Word for word, restate every line of the listing that follows.

[Stored data entries]
——

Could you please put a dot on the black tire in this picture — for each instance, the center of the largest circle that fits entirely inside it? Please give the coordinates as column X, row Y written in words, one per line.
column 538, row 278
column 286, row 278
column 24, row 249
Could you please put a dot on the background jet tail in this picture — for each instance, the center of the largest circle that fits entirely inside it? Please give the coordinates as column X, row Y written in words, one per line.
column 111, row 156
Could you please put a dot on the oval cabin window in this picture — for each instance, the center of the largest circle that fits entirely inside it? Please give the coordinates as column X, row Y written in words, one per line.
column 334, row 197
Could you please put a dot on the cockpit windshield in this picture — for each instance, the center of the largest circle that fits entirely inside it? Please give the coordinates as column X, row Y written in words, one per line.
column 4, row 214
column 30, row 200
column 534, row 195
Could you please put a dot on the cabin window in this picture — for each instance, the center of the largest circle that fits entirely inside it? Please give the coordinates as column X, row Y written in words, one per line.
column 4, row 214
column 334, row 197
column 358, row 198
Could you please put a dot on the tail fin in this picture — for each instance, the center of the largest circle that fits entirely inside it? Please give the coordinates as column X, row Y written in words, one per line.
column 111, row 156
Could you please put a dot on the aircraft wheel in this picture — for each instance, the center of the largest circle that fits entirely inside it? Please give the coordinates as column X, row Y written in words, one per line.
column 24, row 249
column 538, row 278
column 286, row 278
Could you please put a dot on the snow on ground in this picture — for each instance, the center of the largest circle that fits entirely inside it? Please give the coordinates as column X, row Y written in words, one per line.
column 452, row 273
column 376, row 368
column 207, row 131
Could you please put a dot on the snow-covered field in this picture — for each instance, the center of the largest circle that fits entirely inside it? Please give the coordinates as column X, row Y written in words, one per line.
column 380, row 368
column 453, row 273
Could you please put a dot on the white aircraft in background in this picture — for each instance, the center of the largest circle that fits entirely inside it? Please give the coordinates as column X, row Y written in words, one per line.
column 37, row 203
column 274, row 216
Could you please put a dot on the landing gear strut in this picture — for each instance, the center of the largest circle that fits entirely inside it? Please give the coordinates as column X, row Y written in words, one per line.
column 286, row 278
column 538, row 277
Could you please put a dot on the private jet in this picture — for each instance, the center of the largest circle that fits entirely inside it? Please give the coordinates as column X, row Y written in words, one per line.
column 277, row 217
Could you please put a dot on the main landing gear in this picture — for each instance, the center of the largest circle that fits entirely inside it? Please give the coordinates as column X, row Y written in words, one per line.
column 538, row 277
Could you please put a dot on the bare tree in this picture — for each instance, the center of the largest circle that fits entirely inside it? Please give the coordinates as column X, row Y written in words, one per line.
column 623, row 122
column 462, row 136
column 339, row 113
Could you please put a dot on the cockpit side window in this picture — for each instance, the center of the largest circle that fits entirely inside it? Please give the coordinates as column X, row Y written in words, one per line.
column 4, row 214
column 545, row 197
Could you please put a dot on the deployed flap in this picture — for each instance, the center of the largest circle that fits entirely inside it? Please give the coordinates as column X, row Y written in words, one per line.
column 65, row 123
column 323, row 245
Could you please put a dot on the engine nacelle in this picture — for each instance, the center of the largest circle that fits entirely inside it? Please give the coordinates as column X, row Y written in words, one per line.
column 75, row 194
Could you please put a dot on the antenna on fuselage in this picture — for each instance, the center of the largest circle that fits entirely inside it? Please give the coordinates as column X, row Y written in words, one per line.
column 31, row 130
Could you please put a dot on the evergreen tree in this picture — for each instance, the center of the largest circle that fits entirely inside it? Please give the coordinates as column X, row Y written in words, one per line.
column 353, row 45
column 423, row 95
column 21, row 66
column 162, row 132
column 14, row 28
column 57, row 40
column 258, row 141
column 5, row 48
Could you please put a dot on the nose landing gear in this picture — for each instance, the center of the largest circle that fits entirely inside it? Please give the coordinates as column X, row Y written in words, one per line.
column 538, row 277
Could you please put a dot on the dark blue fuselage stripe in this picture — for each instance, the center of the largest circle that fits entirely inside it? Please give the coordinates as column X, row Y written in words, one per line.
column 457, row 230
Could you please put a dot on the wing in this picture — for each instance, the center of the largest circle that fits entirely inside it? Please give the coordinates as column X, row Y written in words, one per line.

——

• **EXERCISE RESPONSE**
Could you please put a dot on the black tire in this picture — for each instance, the center of the largest circle that fits entirely inside it? Please give the coordinates as column X, row Y written in words, one per line.
column 538, row 278
column 286, row 278
column 24, row 249
Could you please put a dot on the background jet tail in this picture — for each instance, the center of the largest circle that fits entirely inside it? Please give the coordinates as column X, row Y written in words, one per line.
column 111, row 156
Could you please put a dot on the oval cabin window in this picture — for each instance, the center of the largest circle that fits entirely inside it? Please give the coordinates as column X, row Y written in words, one per line.
column 334, row 197
Could you please put a dot on the cockpit windshield in this picture — for each instance, the center of the largest circle that fits entirely inside it? Please give the coordinates as column X, row Y written in words, one per line.
column 4, row 214
column 30, row 200
column 534, row 195
Could you please put a dot on the cabin window in this picture — for each instance, the center of the largest circle that fits entirely inside it? Please give the coordinates as column X, row Y written in words, one per line.
column 4, row 214
column 334, row 197
column 358, row 198
Could you please put a dot on the tail fin in this picture — for each instance, the center of the largest circle that fits entirely inside it? Please give the coordinates as column X, row Y written in words, one per line.
column 111, row 156
Could you please put a dot on the aircraft wheel in this picture — for each instance, the center of the largest circle that fits entirely inside it? Please give the coordinates as column X, row Y written in words, one per line.
column 24, row 249
column 538, row 278
column 286, row 278
Could you please put a dot on the snow on ground in this picture — for each instance, the center of the largest circle that fits entirely inside it? Please give the coordinates as column X, row Y written in words, one per line.
column 452, row 273
column 376, row 368
column 207, row 131
Could you please put a dot on the snow-covered field in this picture — for each instance, the center of the largest circle that fits entirely inside it? Please give the coordinates as column X, row Y written in words, one per line.
column 380, row 368
column 453, row 273
Could you please put a dot on the white aircraft in background in this picture — for each instance, the center of the largest circle that fits entirely inside it? Please give the coordinates as column X, row Y written in words, one per line.
column 37, row 203
column 274, row 216
Could you please put a dot on the landing gear strut in this picture — for each instance, the center of the largest circle that fits entirely inside it? Please give the coordinates as column X, row Y written in words, one per line.
column 286, row 278
column 538, row 277
Could you please put a dot on the private jet in this picture — for each instance, the center of the largest circle that fits entirely inside it? Please give the coordinates as column X, row Y written in words, one per line.
column 277, row 217
Could you please put a dot on the main landing gear in this picture — for each instance, the center of the largest circle that fits entirely inside it? Please give the coordinates as column X, row Y written in words, one per line.
column 538, row 277
Could you please put a dot on the bare tree in this picture — for each instance, the center of the largest circle that fits entirely inside it? Please give the coordinates as column X, row Y written in words, one per line.
column 623, row 122
column 462, row 136
column 339, row 113
Could you please put a dot on the cockpit side window in this picture — for each instance, the center of the largest circle that fits entirely inside it? Please give the coordinates as column X, row Y written in words, one per line.
column 4, row 214
column 545, row 197
Could you please put a dot on the deployed flap in this picture — for each instance, the center of the largest circle that fits entirely inside it? Please give the coordinates as column X, row Y written in words, one per line.
column 65, row 123
column 323, row 245
Could you please put a dot on the engine nacelle in this picture — for each instance, the center of the largest circle that fits entirely inside it? Please give the coordinates as column X, row Y written in words, one per line.
column 75, row 194
Could you please put a dot on the antenna on fuselage in this picture — for each instance, the center of the largest circle that fits entirely inside it? Please give the coordinates as column X, row Y written in words, one per line.
column 31, row 130
Could you please put a dot on the evergreen tree in this picture — for each instance, the center of the largest circle that fits entirely inside it? Please give the coordinates as column X, row Y written in words, one per line.
column 353, row 45
column 423, row 95
column 21, row 66
column 162, row 132
column 14, row 28
column 57, row 40
column 258, row 141
column 5, row 48
Could you please put a dot on the nose landing gear in this picture — for each instance, the center of the largest circle that fits entirely inside it? Please give the coordinates as column X, row Y written in words, one per line.
column 538, row 277
Could you please put a dot on the dark blue fuselage stripe in this picture — for each instance, the center of the largest circle that fits entirely inside it? Please give the coordinates as column X, row Y written in words, one per line.
column 457, row 230
Could you please put a dot on the wing in this picture — for each instance, the center of the largest circle that fits entirely inside it? Please give the coordinates as column X, row Y written in words, one per line.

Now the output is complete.